+++ Texte fourni
Il croit boire le sôma, celui qui broie la plante ; le sôma que savent les prêtres, nul n’en saurait goûter. (Rig-Véda"", X, 85, 3, et Atharva-Véda, XIV, 1, 3.)

Des deux frères dont l’œil commun est Sûrya « le Soleil », l’un, Mitra, vague entité du ciel diurne, est loin d’avoir atteint la haute fortune où plus tard l’élèvera, jusqu’à le faire rivaliser avec le christianisme naissant, la propagande persane ; mais l’autre, Varuna, qui préside sur la voûte nocturne, est un dieu bien vivant et d’une personnalité fort accusée. La nuit est l’heure du crime inaperçu ; mais le ciel l’a guetté par les mille yeux de ses étoiles : c’est lui qui se chargera de le punir. Varuna devient donc le Très-Haut qui venge l’innocence opprimée, l’implacable qui châtie ou le miséricordieux qui pardonne, et il fond en sa substance les deux sublimités que le génie d’un Kant n’a pu qu’associer dans la vénération de sa pensée.

Si Varuna est le dieu moral par essence et presque l’unique, on doit au védisme cette justice, qu’il n’a point de dieu méchant. Le seul qui revête cet aspect, le sauvage Rudra, qui habite les montagnes forestières du Nord d’où il envoie l’épouvante, la fièvre et les fléaux, paraît tout au moins avoir emprunté nombre de ses traits à quelque monstre autochtone, adoré des indigènes avant l’invasion des Âryas. Encore les a-t-il adoucis sous l’influence aryenne : l’Apollon formidable du Ier Chant de l’Iliade est aussi le père de la médecine ; ainsi de Rudra l’archer, qui connaît tous les simples vivifiants. Néanmoins, le sentiment de ceux qui l’abordent est toujours celui d’une méfiance cauteleuse et d’une terreur prostrée, qui se perpétueront dans le culte de Çiva, son hypostase plus moderne. On le conjure de s’éloigner, de ne tuer dans la tribu ni grand ni petit, ni le taureau adulte ni le veau inerme, ni père ni mère, ni les suppliants. On épie en frissonnant la course hurlante et fougueuse où il rue à travers les airs, comme le diable de notre chasse infernale, les Rudras ou les Maruts, ses enfants, qui souvent aussi sont les bienfaisants auxiliaires, d’Indra, les tourbillons des ouragans déchaînés.
++++++
+++ Données brutes
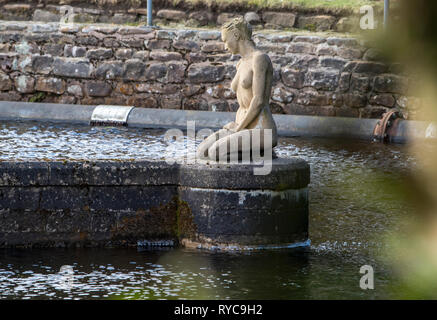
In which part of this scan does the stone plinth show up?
[0,159,310,249]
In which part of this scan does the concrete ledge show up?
[0,159,310,250]
[0,101,430,143]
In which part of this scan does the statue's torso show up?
[231,52,276,134]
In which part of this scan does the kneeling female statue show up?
[197,17,278,160]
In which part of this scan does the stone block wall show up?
[0,0,382,32]
[0,22,419,119]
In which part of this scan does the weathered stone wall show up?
[0,22,418,118]
[0,0,374,32]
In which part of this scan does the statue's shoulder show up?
[253,51,272,66]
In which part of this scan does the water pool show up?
[0,122,415,299]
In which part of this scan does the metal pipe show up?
[384,0,390,29]
[147,0,153,27]
[0,101,437,143]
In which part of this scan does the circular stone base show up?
[178,158,310,250]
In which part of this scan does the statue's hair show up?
[222,17,252,40]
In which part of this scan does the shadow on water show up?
[0,123,417,299]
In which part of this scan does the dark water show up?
[0,123,416,299]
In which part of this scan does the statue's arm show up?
[223,60,241,130]
[235,54,269,132]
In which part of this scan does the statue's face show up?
[222,30,238,54]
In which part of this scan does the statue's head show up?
[222,17,252,54]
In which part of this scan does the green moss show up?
[175,198,197,239]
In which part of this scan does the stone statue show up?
[197,17,278,160]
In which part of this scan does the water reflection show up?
[0,123,417,299]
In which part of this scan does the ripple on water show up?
[0,122,422,299]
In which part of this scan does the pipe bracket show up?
[373,110,402,142]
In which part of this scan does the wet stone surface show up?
[0,123,417,299]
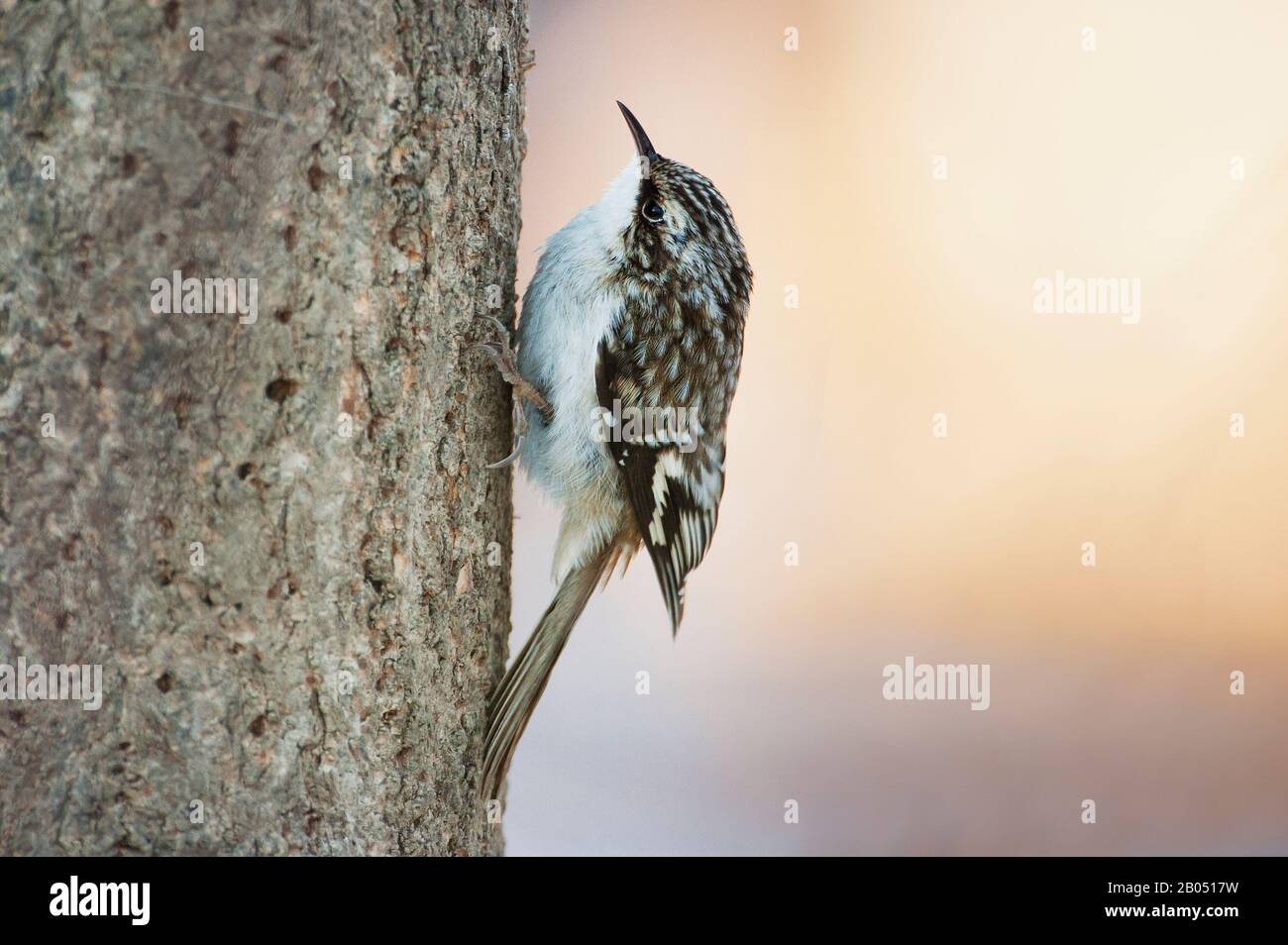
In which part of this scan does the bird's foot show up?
[473,315,554,469]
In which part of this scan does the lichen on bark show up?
[0,0,527,854]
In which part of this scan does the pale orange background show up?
[505,0,1288,855]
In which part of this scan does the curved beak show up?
[617,102,657,159]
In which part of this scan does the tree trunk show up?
[0,0,527,855]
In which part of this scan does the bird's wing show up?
[596,311,741,635]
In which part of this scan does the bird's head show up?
[600,102,751,300]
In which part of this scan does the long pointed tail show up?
[480,542,615,798]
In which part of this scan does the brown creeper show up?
[480,102,751,797]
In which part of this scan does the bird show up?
[478,102,752,798]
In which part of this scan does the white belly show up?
[519,215,622,504]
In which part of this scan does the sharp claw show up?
[484,435,523,469]
[483,315,510,338]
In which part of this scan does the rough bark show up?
[0,0,527,854]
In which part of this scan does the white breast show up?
[519,160,639,504]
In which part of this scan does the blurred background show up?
[505,0,1288,855]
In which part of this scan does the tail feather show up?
[480,542,617,798]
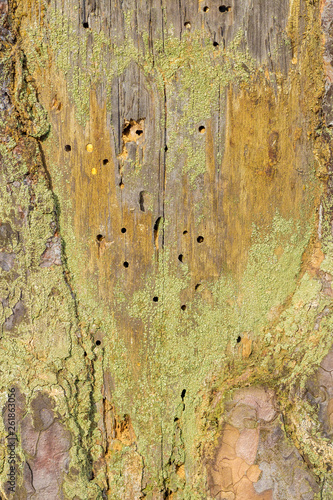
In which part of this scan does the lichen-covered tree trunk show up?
[0,0,333,500]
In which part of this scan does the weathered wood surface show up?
[0,0,333,500]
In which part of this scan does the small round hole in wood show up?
[219,5,231,12]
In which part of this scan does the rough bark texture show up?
[0,0,333,500]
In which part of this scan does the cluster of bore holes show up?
[178,229,204,311]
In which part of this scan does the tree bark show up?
[0,0,333,500]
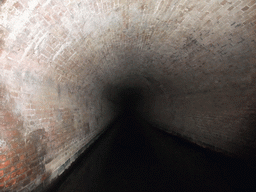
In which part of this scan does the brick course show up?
[0,0,256,191]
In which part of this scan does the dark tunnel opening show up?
[49,109,256,192]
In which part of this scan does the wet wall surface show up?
[50,115,256,192]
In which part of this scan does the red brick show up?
[0,155,7,162]
[0,183,5,189]
[0,170,4,177]
[20,155,25,161]
[5,179,16,188]
[10,166,16,172]
[17,174,26,183]
[0,160,11,169]
[4,174,11,182]
[12,156,20,164]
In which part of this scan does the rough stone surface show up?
[0,0,256,191]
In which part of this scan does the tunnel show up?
[0,0,256,192]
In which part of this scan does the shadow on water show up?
[51,87,256,192]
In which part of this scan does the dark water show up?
[51,116,256,192]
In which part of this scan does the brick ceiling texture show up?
[0,0,256,190]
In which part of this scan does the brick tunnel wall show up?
[0,0,256,191]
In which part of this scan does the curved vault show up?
[0,0,256,189]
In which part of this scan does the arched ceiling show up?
[0,0,256,94]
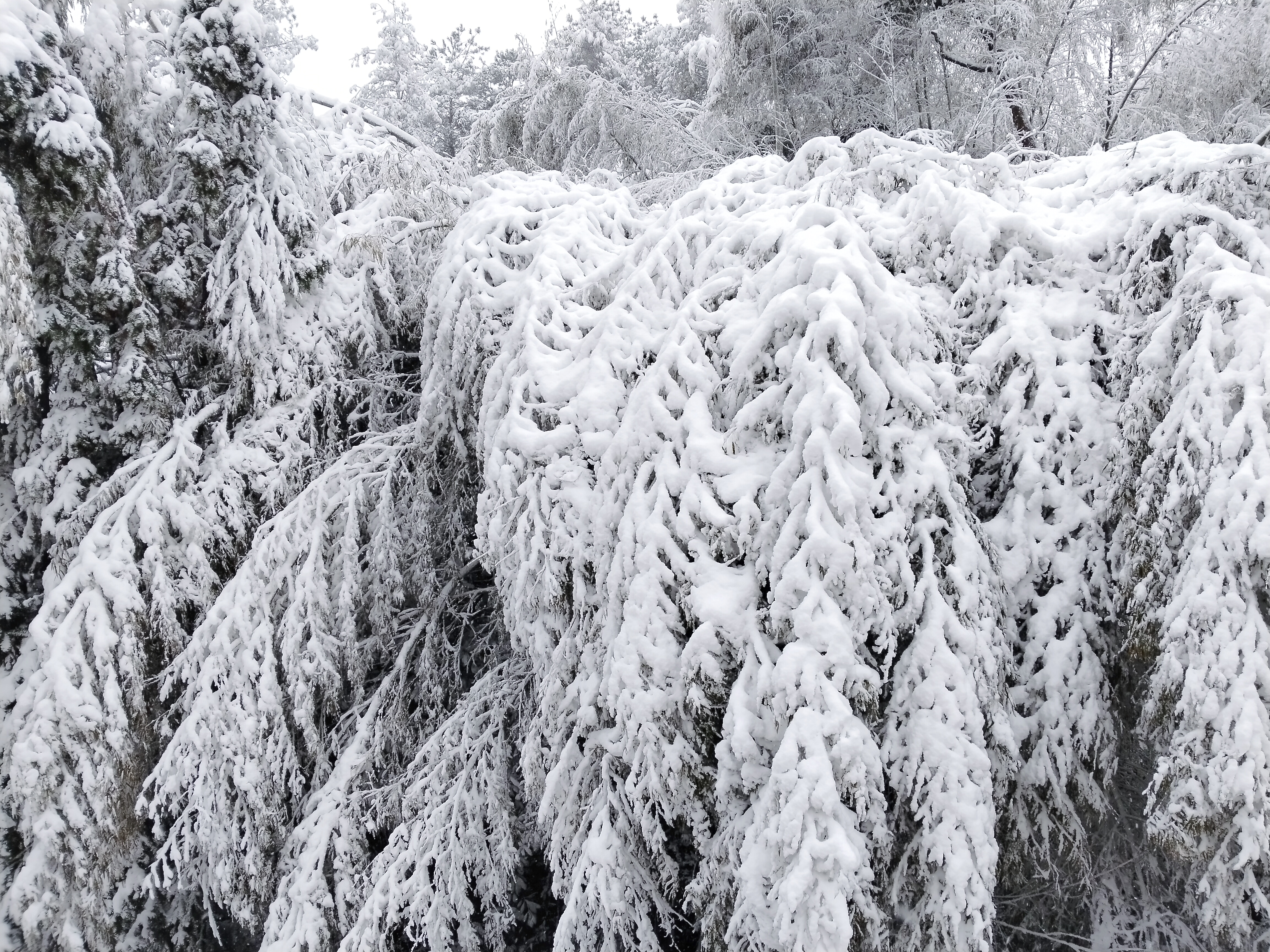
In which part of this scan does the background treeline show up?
[354,0,1270,180]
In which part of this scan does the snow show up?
[0,11,1270,952]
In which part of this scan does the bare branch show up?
[309,93,424,148]
[1102,0,1213,148]
[931,29,996,74]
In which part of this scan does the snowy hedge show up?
[117,133,1270,952]
[0,0,1270,952]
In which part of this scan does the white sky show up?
[291,0,678,99]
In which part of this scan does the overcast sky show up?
[291,0,678,98]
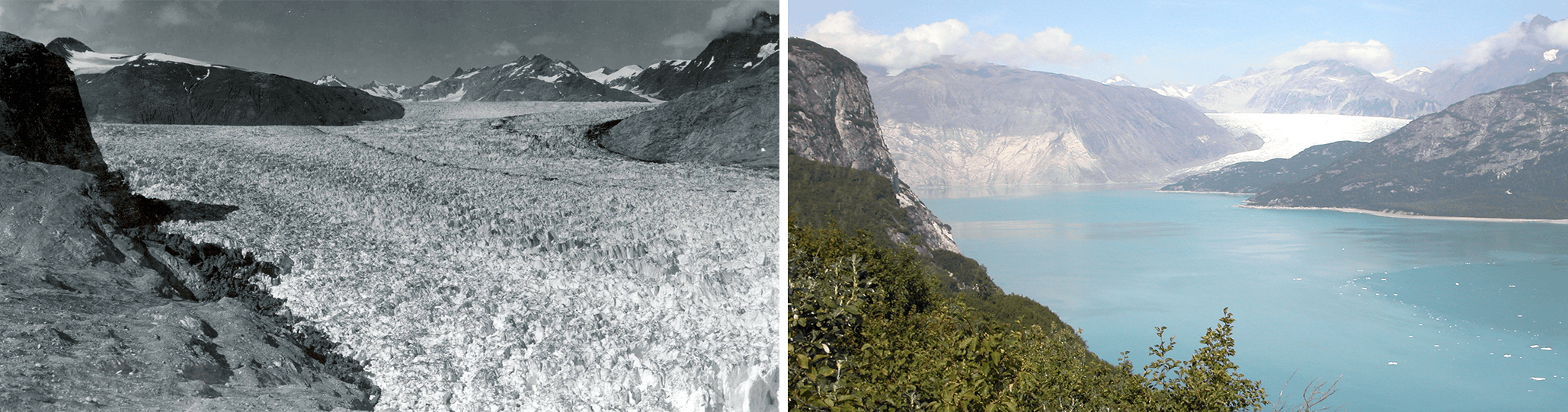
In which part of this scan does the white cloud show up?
[491,40,522,56]
[1442,19,1568,71]
[234,21,273,33]
[37,0,124,11]
[529,34,562,46]
[152,3,191,27]
[802,11,1088,74]
[1269,40,1394,72]
[660,31,709,50]
[707,0,776,34]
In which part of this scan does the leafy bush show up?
[787,222,1266,412]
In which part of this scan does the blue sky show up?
[787,0,1568,86]
[0,0,779,86]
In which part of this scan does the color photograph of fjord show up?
[0,0,782,410]
[786,0,1568,412]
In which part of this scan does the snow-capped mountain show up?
[1190,59,1441,119]
[400,55,646,102]
[315,75,353,88]
[866,55,1261,187]
[622,12,779,101]
[1099,74,1138,88]
[47,37,245,77]
[1150,81,1198,99]
[584,64,643,89]
[47,37,403,126]
[357,81,408,101]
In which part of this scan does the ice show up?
[1171,113,1410,175]
[431,85,469,102]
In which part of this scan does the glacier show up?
[1166,113,1410,180]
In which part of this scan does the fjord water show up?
[919,187,1568,412]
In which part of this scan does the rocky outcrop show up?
[1246,74,1568,219]
[403,55,648,102]
[82,59,403,126]
[314,75,353,88]
[56,39,403,126]
[870,58,1262,187]
[1160,141,1366,193]
[599,58,779,168]
[789,37,958,252]
[0,33,378,410]
[1190,59,1442,119]
[0,31,108,174]
[789,37,897,179]
[626,11,779,101]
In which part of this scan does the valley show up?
[92,102,779,410]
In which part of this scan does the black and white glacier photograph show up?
[786,0,1568,412]
[0,0,784,412]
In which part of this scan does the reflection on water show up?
[952,221,1192,240]
[920,185,1568,410]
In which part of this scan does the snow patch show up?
[431,85,469,102]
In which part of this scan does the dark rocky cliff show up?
[870,58,1262,187]
[1246,72,1568,219]
[600,56,779,168]
[49,37,403,126]
[624,11,779,101]
[403,55,648,102]
[789,37,958,252]
[0,33,378,410]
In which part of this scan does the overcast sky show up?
[0,0,779,86]
[787,0,1568,86]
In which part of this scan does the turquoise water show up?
[920,187,1568,412]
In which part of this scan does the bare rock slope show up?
[50,37,403,126]
[870,58,1262,187]
[0,33,378,410]
[789,37,958,252]
[1246,72,1568,219]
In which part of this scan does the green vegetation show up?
[787,157,1267,412]
[789,224,1267,412]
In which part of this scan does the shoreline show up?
[1236,205,1568,224]
[1156,190,1258,197]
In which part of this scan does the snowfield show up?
[92,102,779,410]
[1166,113,1410,180]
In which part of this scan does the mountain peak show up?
[46,37,92,58]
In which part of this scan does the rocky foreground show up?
[0,33,379,410]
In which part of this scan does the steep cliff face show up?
[1190,59,1442,119]
[49,37,403,126]
[1246,74,1568,219]
[870,58,1262,187]
[0,31,108,174]
[789,37,958,252]
[627,11,779,101]
[600,59,779,168]
[0,33,379,410]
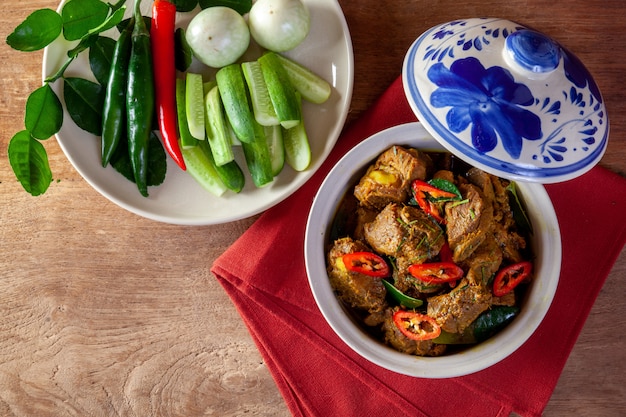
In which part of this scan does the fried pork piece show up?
[363,203,445,270]
[427,278,492,333]
[445,184,493,263]
[460,235,502,286]
[354,146,432,209]
[381,307,446,356]
[467,168,526,263]
[328,237,387,313]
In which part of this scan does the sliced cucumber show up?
[258,52,302,129]
[185,72,205,140]
[205,143,246,193]
[283,93,311,171]
[204,86,235,166]
[202,80,217,97]
[263,125,285,176]
[276,54,332,104]
[241,61,280,126]
[176,78,198,149]
[241,123,274,187]
[182,136,227,197]
[215,64,256,143]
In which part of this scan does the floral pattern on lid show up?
[403,19,609,183]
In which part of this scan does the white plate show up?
[43,0,354,225]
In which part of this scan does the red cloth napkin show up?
[211,75,626,417]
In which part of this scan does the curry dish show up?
[327,146,532,356]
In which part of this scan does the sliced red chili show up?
[413,180,457,198]
[409,262,463,284]
[393,310,441,341]
[493,261,533,297]
[342,252,390,278]
[411,180,457,223]
[439,242,453,262]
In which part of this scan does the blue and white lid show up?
[402,18,609,183]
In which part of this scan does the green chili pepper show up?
[102,19,134,167]
[126,0,154,197]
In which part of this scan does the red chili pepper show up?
[439,242,454,262]
[411,180,456,223]
[409,262,463,284]
[342,252,390,278]
[393,310,441,340]
[150,0,187,171]
[493,261,533,297]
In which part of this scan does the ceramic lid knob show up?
[504,29,561,76]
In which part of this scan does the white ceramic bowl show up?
[305,123,561,378]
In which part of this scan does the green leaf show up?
[8,130,52,196]
[63,78,104,136]
[61,0,109,41]
[89,7,126,35]
[506,181,533,235]
[7,9,63,52]
[428,178,463,201]
[170,0,198,12]
[382,279,424,308]
[174,28,193,72]
[111,132,167,186]
[89,36,115,87]
[24,84,63,140]
[200,0,252,16]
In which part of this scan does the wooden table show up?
[0,0,626,417]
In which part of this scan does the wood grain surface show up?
[0,0,626,417]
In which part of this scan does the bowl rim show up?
[304,122,562,378]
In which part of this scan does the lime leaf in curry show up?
[506,181,533,235]
[382,279,424,308]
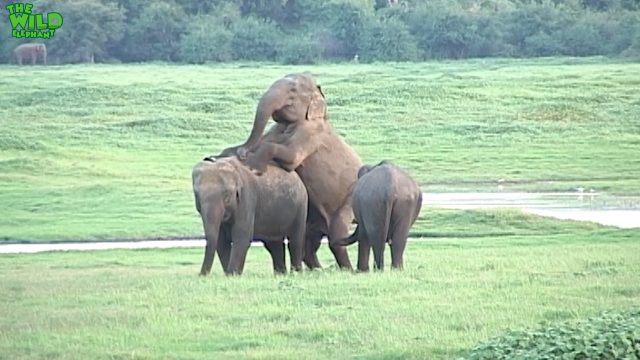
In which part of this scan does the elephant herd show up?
[192,73,422,275]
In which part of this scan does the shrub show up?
[466,308,640,360]
[280,36,320,65]
[231,17,282,60]
[320,2,373,60]
[359,18,418,62]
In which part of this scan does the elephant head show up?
[238,73,327,156]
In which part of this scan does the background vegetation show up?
[0,0,640,64]
[0,58,640,241]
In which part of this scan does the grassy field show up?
[0,58,640,242]
[0,58,640,360]
[0,229,640,360]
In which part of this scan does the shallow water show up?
[423,191,640,229]
[0,192,640,254]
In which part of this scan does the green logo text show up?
[7,3,62,39]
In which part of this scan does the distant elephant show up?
[222,73,362,269]
[341,161,422,271]
[192,157,308,275]
[13,43,47,65]
[220,73,327,160]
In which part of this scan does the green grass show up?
[0,58,640,241]
[0,232,640,359]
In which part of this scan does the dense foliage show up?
[0,0,640,63]
[467,308,640,360]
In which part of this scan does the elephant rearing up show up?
[222,74,362,269]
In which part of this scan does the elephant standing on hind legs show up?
[341,161,422,271]
[192,157,308,275]
[221,73,362,269]
[13,44,47,65]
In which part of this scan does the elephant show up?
[192,157,308,276]
[340,160,422,272]
[13,43,47,65]
[215,73,362,269]
[219,73,326,160]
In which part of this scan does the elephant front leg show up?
[329,208,353,270]
[227,223,253,275]
[217,225,231,273]
[200,241,215,276]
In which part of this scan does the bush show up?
[280,36,320,65]
[358,18,418,62]
[231,17,282,61]
[180,16,233,64]
[320,2,373,60]
[466,308,640,360]
[120,0,187,61]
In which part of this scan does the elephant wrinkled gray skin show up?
[13,44,47,65]
[222,73,362,269]
[192,157,308,275]
[341,161,422,271]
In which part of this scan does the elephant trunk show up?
[242,81,288,152]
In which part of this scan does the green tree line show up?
[0,0,640,64]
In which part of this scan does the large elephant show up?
[218,73,362,269]
[13,43,47,65]
[220,73,327,160]
[192,157,308,275]
[341,161,422,271]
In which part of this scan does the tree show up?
[47,0,125,62]
[231,16,283,61]
[359,18,418,62]
[122,1,188,61]
[180,15,233,64]
[320,1,373,59]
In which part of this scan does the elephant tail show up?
[336,226,360,246]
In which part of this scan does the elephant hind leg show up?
[390,217,410,270]
[303,230,323,270]
[262,239,287,274]
[288,210,307,271]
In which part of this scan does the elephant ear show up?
[306,85,327,120]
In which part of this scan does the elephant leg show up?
[356,225,371,272]
[289,211,307,271]
[227,222,253,275]
[328,206,353,270]
[304,231,324,270]
[262,241,287,274]
[371,234,387,270]
[390,204,414,270]
[217,225,231,272]
[200,207,221,276]
[200,241,215,276]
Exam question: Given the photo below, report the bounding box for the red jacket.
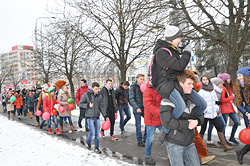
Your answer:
[220,87,234,114]
[76,84,89,106]
[143,83,161,126]
[43,95,58,116]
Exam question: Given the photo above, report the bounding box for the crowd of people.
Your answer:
[1,25,250,166]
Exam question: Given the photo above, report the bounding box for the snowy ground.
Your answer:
[0,115,135,166]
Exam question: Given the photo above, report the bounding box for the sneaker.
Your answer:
[101,131,105,139]
[229,137,239,145]
[109,135,118,141]
[86,143,91,150]
[137,142,145,147]
[145,156,156,165]
[94,148,102,154]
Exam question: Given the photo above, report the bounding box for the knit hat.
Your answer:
[217,73,230,82]
[236,67,250,76]
[165,24,182,41]
[211,77,224,86]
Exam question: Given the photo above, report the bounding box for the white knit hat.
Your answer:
[165,24,182,41]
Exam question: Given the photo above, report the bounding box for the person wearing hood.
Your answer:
[75,79,89,131]
[57,85,76,133]
[198,75,233,151]
[100,79,118,141]
[115,81,131,136]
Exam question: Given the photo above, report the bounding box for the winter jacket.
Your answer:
[129,81,144,114]
[43,96,58,116]
[143,83,161,126]
[57,89,71,117]
[160,83,204,147]
[79,89,107,119]
[198,89,219,119]
[75,84,89,106]
[25,95,34,108]
[220,87,234,114]
[115,82,129,107]
[100,87,118,112]
[153,39,191,98]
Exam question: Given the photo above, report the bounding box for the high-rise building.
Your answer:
[1,45,36,89]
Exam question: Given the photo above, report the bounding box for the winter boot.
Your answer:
[55,128,61,135]
[48,128,53,134]
[218,132,233,152]
[60,126,64,133]
[236,145,250,164]
[70,125,77,132]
++++++
Exercice écrit A: Recopiez le passage du texte sur les dieux védiques qui commence à « Il croit boire » et se termine à « XIV, 1, 3.) ».
Exercice écrit B: Résumez en deux phrases le texte sur les dieux védiques.

Réponse écrite A:
Il croit boire le sôma, celui qui broie la plante ; le sôma que savent les prêtres, nul n’en saurait goûter. (Rig-Véda"", X, 85, 3, et Atharva-Véda, XIV, 1, 3.)

Réponse écrite B: Varuna, qui préside sur la voûte nocturne, est un dieu moral qui châtie le crime ou le pardonne, tandis que son frère Mitra n'est encore qu'une vague entité du ciel diurne. Le védisme n'a pas de dieu méchant, le seul à en revêtir l'aspect étant Rudra, qui semble avoir emprunté ses traits à un monstre autochtone et que l'on aborde avec méfiance et terreur, bien qu'il connaisse tous les simples vivifiants.